## TASK GOAL
In the part that runs from the start of the items through the line containing "0L0 255L256 255L255", switch every "concrete floor" to "stone floor" and give those lines again with everything else unchanged. Leave the pictures out of your answer.

Picture annotation items:
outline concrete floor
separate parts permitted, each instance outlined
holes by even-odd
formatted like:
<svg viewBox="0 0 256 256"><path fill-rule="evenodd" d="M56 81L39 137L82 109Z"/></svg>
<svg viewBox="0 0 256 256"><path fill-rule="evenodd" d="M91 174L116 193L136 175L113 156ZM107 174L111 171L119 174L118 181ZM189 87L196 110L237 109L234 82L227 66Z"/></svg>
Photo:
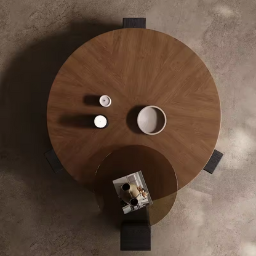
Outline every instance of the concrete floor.
<svg viewBox="0 0 256 256"><path fill-rule="evenodd" d="M1 0L0 255L256 255L255 12L254 0ZM54 76L124 17L146 17L195 51L222 105L224 156L178 192L152 228L150 252L120 252L94 195L43 154Z"/></svg>

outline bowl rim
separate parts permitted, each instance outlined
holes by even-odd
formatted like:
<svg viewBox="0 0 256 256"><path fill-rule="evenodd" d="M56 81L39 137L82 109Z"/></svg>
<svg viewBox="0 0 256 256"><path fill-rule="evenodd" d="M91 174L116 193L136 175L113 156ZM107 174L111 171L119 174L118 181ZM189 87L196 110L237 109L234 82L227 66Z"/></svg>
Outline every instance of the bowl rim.
<svg viewBox="0 0 256 256"><path fill-rule="evenodd" d="M138 119L139 119L139 118L140 118L140 115L142 114L142 112L143 112L145 110L146 110L146 109L147 109L147 108L156 108L156 109L158 109L158 110L160 110L160 111L162 112L162 114L164 115L164 125L163 125L162 127L162 128L161 128L161 129L160 129L158 132L145 132L145 130L143 130L143 129L141 127L141 126L140 126L140 124L139 124L139 122L138 122ZM162 130L164 130L164 129L165 128L165 127L166 127L166 126L167 122L167 118L166 118L166 113L164 112L164 111L162 110L162 108L159 108L159 106L154 106L154 105L150 105L150 106L145 106L145 108L142 108L142 110L140 110L140 113L138 113L138 116L137 116L137 124L138 124L138 127L140 128L140 130L141 130L143 132L144 132L144 134L147 134L147 135L156 135L156 134L160 134L160 132L162 132Z"/></svg>

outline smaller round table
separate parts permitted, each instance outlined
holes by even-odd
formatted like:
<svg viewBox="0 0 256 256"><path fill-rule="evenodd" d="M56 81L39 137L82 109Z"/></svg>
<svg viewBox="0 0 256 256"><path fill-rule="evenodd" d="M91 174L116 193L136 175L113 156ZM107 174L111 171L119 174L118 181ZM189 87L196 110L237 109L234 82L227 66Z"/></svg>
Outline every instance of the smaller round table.
<svg viewBox="0 0 256 256"><path fill-rule="evenodd" d="M174 204L178 190L174 170L158 151L142 145L123 147L108 155L95 174L94 193L102 211L116 224L142 209L124 214L113 181L141 170L153 204L147 206L151 225L162 220Z"/></svg>

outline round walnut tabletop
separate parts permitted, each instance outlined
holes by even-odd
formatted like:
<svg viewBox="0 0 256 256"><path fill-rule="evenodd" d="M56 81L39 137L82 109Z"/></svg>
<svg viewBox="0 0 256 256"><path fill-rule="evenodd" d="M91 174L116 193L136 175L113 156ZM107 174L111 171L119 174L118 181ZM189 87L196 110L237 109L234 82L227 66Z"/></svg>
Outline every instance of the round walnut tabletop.
<svg viewBox="0 0 256 256"><path fill-rule="evenodd" d="M103 212L120 225L140 217L140 210L124 214L113 180L141 170L153 204L146 206L151 225L162 220L174 204L178 190L175 173L169 161L156 150L127 146L117 150L102 161L95 174L94 193ZM120 186L122 185L119 185Z"/></svg>
<svg viewBox="0 0 256 256"><path fill-rule="evenodd" d="M110 106L98 104L103 95L111 98ZM138 112L148 105L167 116L164 130L155 135L142 134L137 125ZM95 128L97 114L107 117L107 128ZM178 40L142 28L112 31L78 48L57 74L47 106L58 159L91 190L102 159L130 145L164 155L182 188L210 158L220 119L216 86L202 61Z"/></svg>

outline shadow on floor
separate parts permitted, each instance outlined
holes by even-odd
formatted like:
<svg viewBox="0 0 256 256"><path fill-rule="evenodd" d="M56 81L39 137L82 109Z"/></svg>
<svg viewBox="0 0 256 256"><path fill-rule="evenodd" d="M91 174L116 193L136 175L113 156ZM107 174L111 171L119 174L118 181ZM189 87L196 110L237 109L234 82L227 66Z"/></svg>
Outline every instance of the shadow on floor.
<svg viewBox="0 0 256 256"><path fill-rule="evenodd" d="M18 204L15 202L17 206L12 209L2 209L2 212L12 210L23 218L18 209L20 203L31 210L38 225L42 222L44 226L50 226L54 223L55 227L68 223L70 217L73 225L73 222L90 213L92 216L98 213L93 194L78 185L67 173L55 174L45 159L44 153L52 147L47 128L47 103L55 76L66 58L91 38L121 26L121 21L118 25L71 23L67 31L31 44L10 62L0 87L3 117L0 126L0 176L3 174L3 191L14 186ZM6 170L9 170L6 175ZM10 178L15 179L12 182ZM18 181L17 186L14 180ZM26 194L20 194L20 190ZM7 194L4 196L0 199L12 200Z"/></svg>

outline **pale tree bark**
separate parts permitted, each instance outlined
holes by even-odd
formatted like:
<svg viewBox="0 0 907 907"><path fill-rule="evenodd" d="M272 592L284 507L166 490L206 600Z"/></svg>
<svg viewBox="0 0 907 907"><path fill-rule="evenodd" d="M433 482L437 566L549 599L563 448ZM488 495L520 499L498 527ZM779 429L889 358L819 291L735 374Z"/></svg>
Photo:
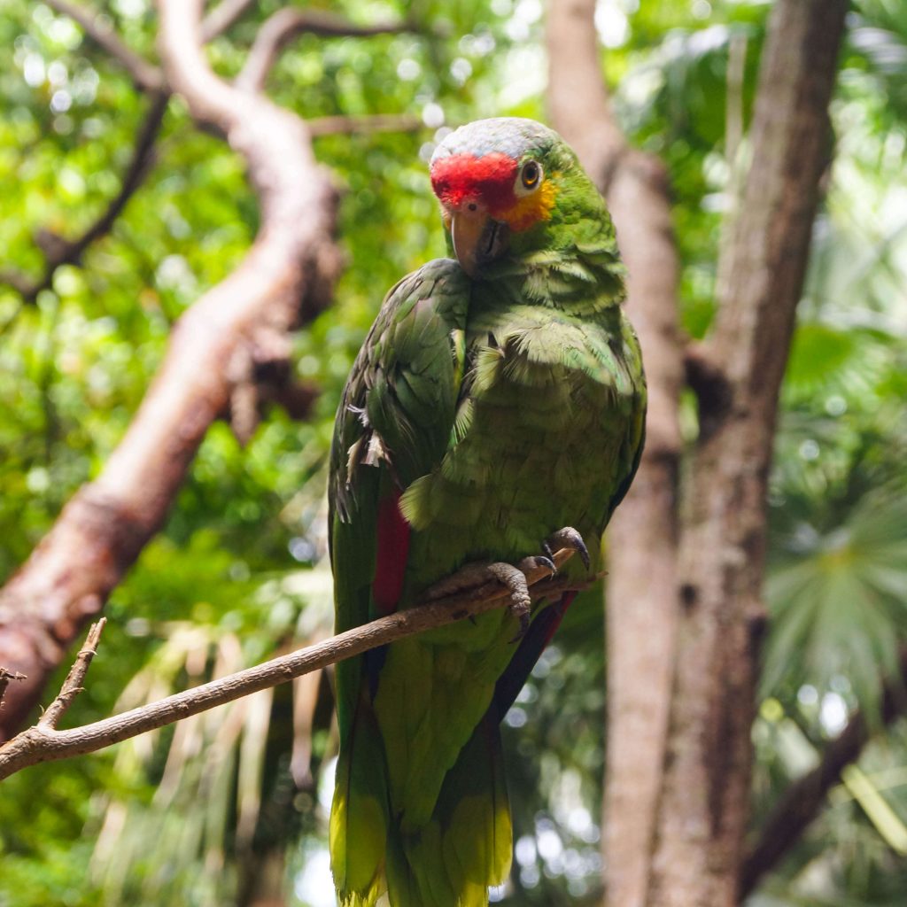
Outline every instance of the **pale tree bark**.
<svg viewBox="0 0 907 907"><path fill-rule="evenodd" d="M683 350L660 168L627 150L609 110L593 2L551 6L552 120L614 215L652 399L653 446L610 547L604 843L615 907L737 901L765 621L766 481L827 163L827 108L845 11L844 0L779 0L772 11L752 165L719 264L727 278L719 314L707 341ZM682 496L681 364L700 415Z"/></svg>

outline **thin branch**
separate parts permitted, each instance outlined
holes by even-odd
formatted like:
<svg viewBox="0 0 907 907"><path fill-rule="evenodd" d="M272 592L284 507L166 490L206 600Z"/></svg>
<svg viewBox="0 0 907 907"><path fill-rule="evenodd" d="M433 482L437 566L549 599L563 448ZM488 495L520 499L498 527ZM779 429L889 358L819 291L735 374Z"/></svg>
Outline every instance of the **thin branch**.
<svg viewBox="0 0 907 907"><path fill-rule="evenodd" d="M822 812L828 792L841 781L842 771L860 757L873 732L907 712L905 683L907 649L901 653L901 677L885 686L881 721L872 725L862 712L856 712L847 727L823 750L819 765L795 781L769 814L759 830L758 841L741 863L737 889L741 903L756 890L759 880L790 853Z"/></svg>
<svg viewBox="0 0 907 907"><path fill-rule="evenodd" d="M27 675L7 688L0 738L25 718L68 646L162 524L208 427L253 375L249 351L320 312L340 267L337 196L305 123L211 71L199 0L158 5L167 84L197 123L229 136L258 194L260 226L236 269L174 326L153 384L98 476L0 590L0 664Z"/></svg>
<svg viewBox="0 0 907 907"><path fill-rule="evenodd" d="M3 697L6 692L10 680L24 680L25 675L18 671L8 671L5 668L0 667L0 708L3 708Z"/></svg>
<svg viewBox="0 0 907 907"><path fill-rule="evenodd" d="M560 567L572 553L566 550L556 552L553 559L555 564ZM526 581L531 587L531 595L533 599L551 597L568 590L585 588L594 580L595 578L590 578L577 582L566 577L551 578L545 567L536 567L526 572ZM193 687L159 702L133 708L122 715L104 718L83 727L57 731L54 728L55 718L59 717L65 705L71 700L73 695L72 688L82 683L84 670L88 668L89 656L83 665L77 663L76 668L70 673L70 678L63 687L63 693L61 693L54 702L54 706L57 702L65 703L56 710L54 720L41 721L0 747L0 780L39 762L50 762L103 749L112 744L172 724L180 718L197 715L199 712L232 702L258 690L276 687L293 678L360 655L370 649L385 646L395 639L435 627L443 627L466 617L501 608L509 602L510 592L507 589L497 582L484 582L468 591L433 599L429 604L380 618L316 643L314 646L307 646L254 668L238 671L200 687ZM95 644L97 642L96 636L94 642ZM84 654L84 651L80 653L80 661ZM93 655L93 650L91 654ZM81 668L78 672L77 668ZM69 698L64 698L67 689L69 689Z"/></svg>
<svg viewBox="0 0 907 907"><path fill-rule="evenodd" d="M222 0L201 23L201 40L207 44L223 34L249 9L255 0Z"/></svg>
<svg viewBox="0 0 907 907"><path fill-rule="evenodd" d="M47 707L44 714L41 716L38 727L44 729L56 730L56 726L73 704L73 700L84 688L82 685L85 681L85 675L88 673L88 667L92 663L92 658L94 658L98 650L98 643L101 641L101 634L103 632L106 623L107 618L102 618L97 623L92 624L91 629L88 630L88 637L85 639L85 645L82 647L82 650L76 656L69 674L66 675L66 679L60 688L59 696Z"/></svg>
<svg viewBox="0 0 907 907"><path fill-rule="evenodd" d="M602 75L595 5L549 4L548 105L614 218L628 272L627 312L639 331L649 385L639 471L608 530L605 596L608 901L638 907L649 902L678 612L680 271L667 170L630 147L620 130Z"/></svg>
<svg viewBox="0 0 907 907"><path fill-rule="evenodd" d="M158 92L153 95L151 106L136 136L132 157L123 174L120 191L110 200L98 219L74 239L67 239L48 230L41 231L38 243L45 256L44 275L38 280L30 281L21 274L2 271L0 283L9 284L18 290L25 302L33 303L42 290L47 289L53 284L54 275L61 265L77 264L82 259L83 253L95 239L110 232L116 219L122 213L126 203L144 181L148 173L149 164L154 153L154 143L167 111L169 97L164 92Z"/></svg>
<svg viewBox="0 0 907 907"><path fill-rule="evenodd" d="M417 116L376 113L374 116L321 116L307 120L309 133L322 135L349 135L355 132L415 132L424 129Z"/></svg>
<svg viewBox="0 0 907 907"><path fill-rule="evenodd" d="M107 51L129 73L137 88L149 93L166 89L163 73L128 47L110 25L93 13L69 0L46 0L46 3L52 9L77 22L92 41Z"/></svg>
<svg viewBox="0 0 907 907"><path fill-rule="evenodd" d="M297 35L302 34L328 37L368 37L374 34L399 34L412 31L407 23L379 23L356 25L330 13L315 9L281 9L268 18L258 29L249 59L236 78L238 88L260 92L278 54Z"/></svg>

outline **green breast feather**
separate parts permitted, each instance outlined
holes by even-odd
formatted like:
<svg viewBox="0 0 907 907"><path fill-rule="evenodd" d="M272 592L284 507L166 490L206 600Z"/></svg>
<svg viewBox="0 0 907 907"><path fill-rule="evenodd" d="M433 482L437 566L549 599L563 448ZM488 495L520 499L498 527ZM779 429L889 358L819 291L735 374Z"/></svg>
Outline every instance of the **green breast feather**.
<svg viewBox="0 0 907 907"><path fill-rule="evenodd" d="M337 412L337 631L411 607L465 563L540 553L563 526L595 561L642 447L614 232L570 149L531 121L473 123L435 153L433 183L459 261L391 290ZM344 907L385 892L391 907L484 907L505 881L498 722L547 635L514 644L517 629L498 610L337 665Z"/></svg>

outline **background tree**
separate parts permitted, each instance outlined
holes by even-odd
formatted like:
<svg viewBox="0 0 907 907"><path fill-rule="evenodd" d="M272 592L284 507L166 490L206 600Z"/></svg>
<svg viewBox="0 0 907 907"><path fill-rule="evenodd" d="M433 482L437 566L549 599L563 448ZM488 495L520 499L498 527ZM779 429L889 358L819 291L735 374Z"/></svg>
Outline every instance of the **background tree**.
<svg viewBox="0 0 907 907"><path fill-rule="evenodd" d="M193 5L159 9L190 17ZM639 9L574 0L546 11L551 119L615 212L655 403L646 468L610 541L607 659L600 600L588 594L508 716L519 727L508 739L518 841L499 899L600 900L604 834L620 907L730 903L738 883L758 904L902 902L907 751L900 726L880 731L904 703L907 36L900 4L855 5L832 132L819 142L814 121L794 144L792 172L779 154L785 135L803 122L798 111L824 110L820 88L831 90L837 56L833 12L843 7L821 6L778 3L771 20L762 4L701 0ZM537 3L350 0L340 12L347 22L267 0L208 10L206 55L223 89L204 73L198 45L180 44L191 31L142 0L13 0L0 13L9 101L0 122L0 574L23 563L32 573L3 593L0 663L23 634L38 676L66 660L65 646L110 593L102 655L73 720L329 632L321 499L330 420L375 288L443 254L424 158L446 123L543 115ZM818 30L803 39L811 15ZM766 91L770 78L780 81ZM262 85L279 108L258 94ZM583 99L577 129L571 101ZM305 173L301 191L275 195L288 183L262 179L274 148L256 145L248 127L268 117L278 128L267 135L295 135L282 172ZM303 121L329 183L307 157ZM375 132L388 127L397 131ZM747 173L762 174L748 198ZM785 179L781 198L803 207L782 204L766 229L759 212ZM330 186L340 190L351 265L333 295ZM287 219L277 234L275 215ZM778 246L763 239L780 240L788 221L801 230L781 242L787 269L766 272L785 295L746 268L768 260ZM268 241L285 254L287 282L256 281L254 293L221 305ZM746 293L780 319L771 331L765 319L734 324L733 313L756 305ZM772 443L773 384L800 296ZM173 366L180 348L188 379ZM747 353L757 349L765 367ZM146 403L136 416L155 371L150 399L170 375L175 396L200 405L182 414L167 405L161 419ZM137 463L147 472L127 468ZM121 481L105 484L110 476ZM748 489L746 508L727 498L735 483ZM141 506L114 506L111 519L112 489L133 490ZM30 568L30 549L54 521ZM696 541L717 525L717 541ZM727 560L728 546L741 545L746 559ZM751 618L749 629L761 623L763 547L770 619L744 853L757 676L746 631ZM721 564L704 563L713 557ZM12 703L0 716L7 732L21 720ZM7 779L0 902L331 902L322 836L332 733L329 683L315 675ZM879 741L866 747L872 736Z"/></svg>

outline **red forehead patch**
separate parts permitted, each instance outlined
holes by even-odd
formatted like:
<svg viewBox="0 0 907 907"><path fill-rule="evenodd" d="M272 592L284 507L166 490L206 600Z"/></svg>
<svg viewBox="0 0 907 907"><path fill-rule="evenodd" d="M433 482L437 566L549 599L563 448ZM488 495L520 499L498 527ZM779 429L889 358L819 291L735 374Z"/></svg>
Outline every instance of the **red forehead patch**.
<svg viewBox="0 0 907 907"><path fill-rule="evenodd" d="M441 158L432 167L432 188L441 201L456 208L470 198L478 198L495 211L510 208L516 201L513 180L517 162L493 151L477 158L474 154L452 154Z"/></svg>

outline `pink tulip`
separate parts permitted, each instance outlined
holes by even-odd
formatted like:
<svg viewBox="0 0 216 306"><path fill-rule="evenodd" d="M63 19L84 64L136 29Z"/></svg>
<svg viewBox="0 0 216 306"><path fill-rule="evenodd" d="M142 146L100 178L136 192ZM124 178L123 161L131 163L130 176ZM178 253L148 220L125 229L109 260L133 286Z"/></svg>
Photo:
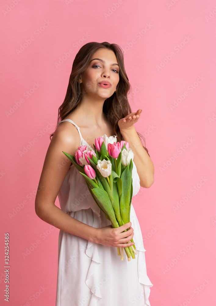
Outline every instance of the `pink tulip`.
<svg viewBox="0 0 216 306"><path fill-rule="evenodd" d="M78 150L81 151L81 152L83 152L84 150L86 150L87 146L80 146L78 148Z"/></svg>
<svg viewBox="0 0 216 306"><path fill-rule="evenodd" d="M79 159L80 157L82 157L83 154L83 153L82 151L79 150L77 150L75 152L75 159L76 159L76 161L80 166L82 166L82 164L79 160Z"/></svg>
<svg viewBox="0 0 216 306"><path fill-rule="evenodd" d="M91 165L90 162L88 159L88 157L90 158L91 159L92 159L92 155L94 155L96 157L96 155L94 153L93 151L87 151L86 152L85 152L84 153L84 156L85 157L85 158L86 160L86 161L89 165Z"/></svg>
<svg viewBox="0 0 216 306"><path fill-rule="evenodd" d="M94 180L95 178L96 174L94 169L89 165L85 165L84 166L84 170L85 174L89 178Z"/></svg>
<svg viewBox="0 0 216 306"><path fill-rule="evenodd" d="M103 141L103 139L102 137L101 137L100 136L95 138L95 147L98 152L100 152L101 146Z"/></svg>
<svg viewBox="0 0 216 306"><path fill-rule="evenodd" d="M108 153L111 157L117 158L118 156L121 148L119 142L114 142L113 144L108 144L107 145Z"/></svg>
<svg viewBox="0 0 216 306"><path fill-rule="evenodd" d="M127 141L125 141L124 140L122 140L120 143L120 147L121 149L122 149L124 146L124 144L125 143L125 146L127 149L128 150L129 148L129 143Z"/></svg>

## OUTPUT FOR THIS EXERCISE
outline stone floor
separate parts permitted, each instance outlined
holes by even-odd
formatted like:
<svg viewBox="0 0 256 256"><path fill-rule="evenodd" d="M56 81L39 137L82 109Z"/></svg>
<svg viewBox="0 0 256 256"><path fill-rule="evenodd" d="M91 174L116 193L136 175L113 156ZM107 174L111 171L119 174L118 181ZM189 87L196 110L237 109L234 82L227 66Z"/></svg>
Photo:
Outline every instance of the stone floor.
<svg viewBox="0 0 256 256"><path fill-rule="evenodd" d="M1 0L0 255L256 255L255 12L254 0ZM54 76L124 17L146 17L195 51L222 105L224 156L178 192L152 228L150 252L120 252L94 195L43 154Z"/></svg>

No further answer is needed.